__Records__.

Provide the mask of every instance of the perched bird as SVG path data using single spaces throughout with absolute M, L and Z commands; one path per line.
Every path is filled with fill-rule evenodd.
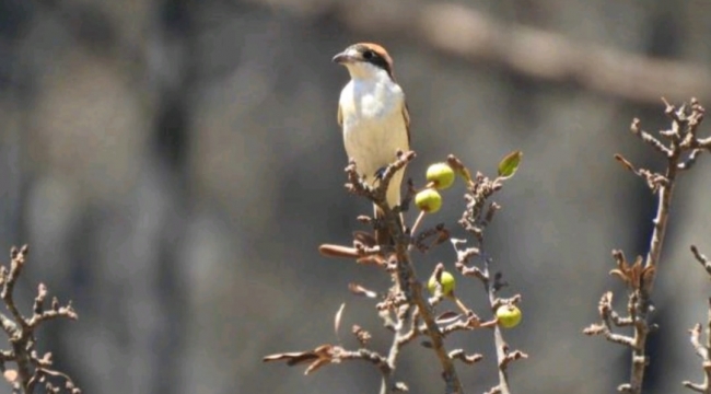
M 336 55 L 334 61 L 346 66 L 351 78 L 338 101 L 338 124 L 343 129 L 346 153 L 356 160 L 365 182 L 373 185 L 380 172 L 395 160 L 397 150 L 410 149 L 405 93 L 393 77 L 393 59 L 377 44 L 351 45 Z M 387 188 L 391 208 L 400 204 L 404 172 L 398 171 Z M 375 217 L 383 217 L 377 207 Z M 385 230 L 376 231 L 375 235 L 380 244 L 392 243 Z

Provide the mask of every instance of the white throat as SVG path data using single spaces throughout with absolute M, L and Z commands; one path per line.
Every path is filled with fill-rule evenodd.
M 352 80 L 366 80 L 372 82 L 392 82 L 393 79 L 384 69 L 364 61 L 347 63 L 348 72 Z

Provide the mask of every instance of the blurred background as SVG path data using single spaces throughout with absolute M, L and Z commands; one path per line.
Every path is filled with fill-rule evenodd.
M 662 96 L 711 106 L 710 19 L 704 0 L 0 0 L 0 250 L 31 244 L 24 308 L 37 281 L 73 300 L 80 320 L 48 324 L 40 344 L 85 393 L 376 392 L 364 363 L 304 378 L 261 358 L 336 343 L 341 302 L 345 345 L 352 324 L 388 344 L 347 290 L 387 278 L 317 252 L 350 244 L 371 211 L 342 188 L 348 76 L 330 58 L 377 42 L 408 97 L 408 176 L 421 184 L 448 153 L 493 174 L 524 152 L 487 233 L 505 294 L 523 296 L 506 338 L 531 358 L 510 370 L 514 392 L 611 392 L 629 352 L 581 332 L 608 289 L 623 311 L 610 251 L 644 253 L 654 213 L 613 155 L 661 170 L 631 119 L 667 127 Z M 706 318 L 709 283 L 688 246 L 711 253 L 709 163 L 676 189 L 649 393 L 702 380 L 687 329 Z M 462 194 L 446 190 L 426 224 L 462 236 Z M 455 256 L 416 258 L 427 278 Z M 489 315 L 477 281 L 457 292 Z M 467 392 L 496 384 L 490 332 L 451 346 L 486 357 L 458 367 Z M 398 373 L 412 393 L 442 391 L 421 347 Z

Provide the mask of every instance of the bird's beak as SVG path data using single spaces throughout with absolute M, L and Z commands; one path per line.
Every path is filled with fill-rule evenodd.
M 342 65 L 342 63 L 356 61 L 356 58 L 348 50 L 343 50 L 342 53 L 334 56 L 333 61 Z

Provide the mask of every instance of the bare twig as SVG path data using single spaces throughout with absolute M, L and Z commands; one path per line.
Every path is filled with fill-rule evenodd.
M 5 266 L 0 267 L 0 283 L 2 285 L 0 299 L 2 299 L 11 314 L 11 316 L 7 316 L 4 313 L 0 313 L 0 323 L 9 336 L 12 347 L 12 350 L 2 351 L 3 374 L 12 385 L 13 391 L 19 393 L 34 393 L 37 383 L 46 382 L 49 376 L 59 376 L 65 380 L 63 387 L 68 393 L 79 394 L 81 390 L 74 385 L 69 375 L 53 369 L 51 354 L 45 354 L 39 358 L 35 350 L 35 329 L 42 323 L 60 317 L 78 318 L 71 302 L 66 306 L 61 306 L 55 298 L 51 301 L 50 309 L 45 310 L 47 288 L 45 285 L 39 283 L 31 317 L 24 317 L 16 306 L 13 291 L 26 263 L 28 252 L 30 248 L 26 245 L 20 250 L 13 247 L 10 252 L 10 269 L 8 270 Z M 18 369 L 5 369 L 4 362 L 8 361 L 15 362 Z M 51 383 L 46 383 L 46 385 L 49 390 L 59 392 L 59 387 L 55 387 Z
M 666 100 L 665 114 L 671 119 L 671 127 L 658 132 L 661 139 L 652 134 L 642 130 L 640 120 L 634 119 L 630 127 L 632 134 L 639 137 L 644 143 L 652 147 L 666 159 L 664 173 L 655 173 L 646 169 L 638 169 L 620 154 L 615 159 L 625 169 L 642 177 L 652 193 L 657 196 L 656 216 L 653 222 L 653 232 L 650 239 L 650 246 L 644 258 L 638 257 L 630 264 L 620 251 L 614 251 L 613 255 L 617 268 L 610 271 L 611 275 L 620 278 L 629 289 L 628 315 L 618 316 L 611 309 L 611 293 L 606 293 L 601 300 L 599 314 L 601 324 L 592 325 L 584 329 L 587 335 L 604 335 L 607 340 L 625 345 L 632 350 L 630 379 L 628 383 L 621 384 L 618 391 L 623 393 L 640 394 L 644 381 L 644 370 L 649 363 L 646 355 L 646 339 L 651 332 L 650 314 L 653 311 L 651 303 L 654 279 L 658 271 L 660 257 L 666 234 L 669 219 L 669 210 L 674 187 L 680 171 L 688 170 L 696 162 L 702 149 L 702 142 L 698 139 L 698 127 L 703 120 L 704 109 L 696 99 L 691 99 L 690 105 L 675 107 Z M 707 270 L 706 257 L 695 251 L 697 259 Z M 613 333 L 611 325 L 632 326 L 631 337 Z

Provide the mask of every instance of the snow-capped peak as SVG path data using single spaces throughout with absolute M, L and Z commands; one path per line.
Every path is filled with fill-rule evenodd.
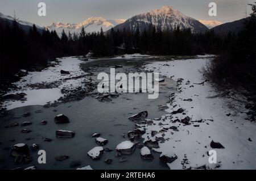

__Task brief__.
Retype all of the material above word for word, line by line, and leave the pictures out.

__Reply to the exercise__.
Provide the mask of every instance of the perched bird as SVG path data using single spaces throughout with absolute M, L and Z commands; one path per line.
Every path is filled with fill-rule evenodd.
M 336 55 L 334 61 L 346 66 L 351 78 L 338 101 L 338 124 L 343 129 L 346 153 L 356 160 L 365 182 L 373 185 L 380 172 L 395 160 L 397 150 L 410 149 L 405 93 L 393 77 L 393 59 L 377 44 L 351 45 Z M 387 188 L 391 208 L 400 204 L 404 172 L 398 171 Z M 375 217 L 383 217 L 377 207 Z M 385 230 L 376 231 L 375 235 L 380 244 L 392 243 Z

Provide the mask of every instance of the white throat as SVG path data using single spaces throughout with absolute M, L and Z commands; one path per line.
Every path is filled with fill-rule evenodd.
M 352 80 L 366 80 L 372 82 L 392 82 L 393 79 L 384 69 L 364 61 L 347 63 L 348 72 Z

Provide the mask of every instance of the blurred background as SVG path data using single spaces throughout with absolute M, L and Z commands; one path per line.
Every path is filled with fill-rule evenodd.
M 662 96 L 711 106 L 710 19 L 704 0 L 0 0 L 0 250 L 31 244 L 24 308 L 37 281 L 73 300 L 80 320 L 48 324 L 40 344 L 85 393 L 376 392 L 364 363 L 304 378 L 261 358 L 336 343 L 341 302 L 345 345 L 352 324 L 388 344 L 347 290 L 387 278 L 317 252 L 350 244 L 371 211 L 342 188 L 348 76 L 330 58 L 377 42 L 408 97 L 408 176 L 421 184 L 448 153 L 493 174 L 524 152 L 487 233 L 505 294 L 523 296 L 506 338 L 531 358 L 510 370 L 514 392 L 611 392 L 629 352 L 581 332 L 608 289 L 623 311 L 610 251 L 644 253 L 654 213 L 613 155 L 661 170 L 631 119 L 667 127 Z M 706 318 L 709 283 L 688 246 L 711 253 L 709 163 L 676 189 L 649 393 L 702 380 L 687 329 Z M 462 194 L 446 190 L 426 224 L 462 236 Z M 455 256 L 416 258 L 427 278 Z M 489 315 L 477 281 L 457 292 Z M 467 392 L 496 384 L 490 332 L 451 346 L 486 357 L 458 367 Z M 398 373 L 412 393 L 442 391 L 421 347 Z

Provide the mask of every instance of the bird's beak as SVG path data using single spaces throughout with absolute M, L and Z commands; one path per line.
Every path is filled with fill-rule evenodd.
M 342 65 L 342 63 L 356 61 L 356 58 L 348 50 L 343 50 L 342 53 L 334 56 L 333 61 Z

Provide the mask of every instance of the bare twig as SVG path data using single spaces throughout with absolute M, L and Z commands; one path per line.
Every path is filled with fill-rule evenodd.
M 5 266 L 0 267 L 0 283 L 2 285 L 0 299 L 2 299 L 11 314 L 11 316 L 7 316 L 4 313 L 0 313 L 0 323 L 9 336 L 12 347 L 12 350 L 2 351 L 3 374 L 12 385 L 13 391 L 19 393 L 34 393 L 37 383 L 46 382 L 49 376 L 59 376 L 65 380 L 63 387 L 68 393 L 79 394 L 81 390 L 74 385 L 69 375 L 53 369 L 51 354 L 45 354 L 39 358 L 35 350 L 35 329 L 42 323 L 60 317 L 78 318 L 71 302 L 66 306 L 61 306 L 55 298 L 51 301 L 50 309 L 45 310 L 47 288 L 45 285 L 39 283 L 31 317 L 24 317 L 16 306 L 13 291 L 26 263 L 28 252 L 30 248 L 26 245 L 20 250 L 13 247 L 10 252 L 10 269 L 8 270 Z M 18 369 L 5 369 L 4 362 L 8 361 L 15 362 Z M 51 383 L 46 383 L 46 385 L 49 390 L 59 392 L 59 387 L 55 387 Z
M 666 100 L 665 114 L 671 119 L 671 127 L 658 132 L 661 139 L 652 134 L 642 130 L 640 120 L 634 119 L 630 127 L 632 134 L 639 137 L 644 143 L 652 147 L 666 159 L 664 173 L 655 173 L 646 169 L 638 169 L 620 154 L 615 159 L 625 169 L 642 177 L 652 193 L 657 196 L 656 216 L 653 222 L 653 232 L 650 239 L 650 246 L 644 258 L 638 257 L 630 264 L 620 251 L 614 251 L 613 255 L 617 268 L 610 271 L 611 275 L 620 278 L 629 289 L 628 315 L 618 316 L 611 309 L 611 293 L 606 293 L 601 300 L 599 314 L 601 324 L 592 325 L 584 329 L 587 335 L 604 335 L 607 340 L 625 345 L 632 350 L 630 379 L 628 383 L 621 384 L 618 391 L 623 393 L 640 394 L 644 381 L 644 370 L 649 363 L 646 355 L 646 339 L 651 332 L 650 314 L 653 311 L 651 303 L 654 279 L 658 271 L 660 257 L 666 234 L 669 219 L 669 210 L 674 187 L 680 171 L 688 170 L 696 162 L 702 149 L 702 142 L 698 139 L 698 127 L 703 120 L 704 109 L 696 99 L 691 99 L 690 105 L 675 107 Z M 707 270 L 706 257 L 695 251 L 697 259 Z M 613 333 L 611 325 L 632 326 L 631 337 Z

Provide the mask of every instance of the snow-capped peak as SVG path data using single spaces throughout with absolute M, L and Z commands; one path per line.
Every path is filled with fill-rule evenodd.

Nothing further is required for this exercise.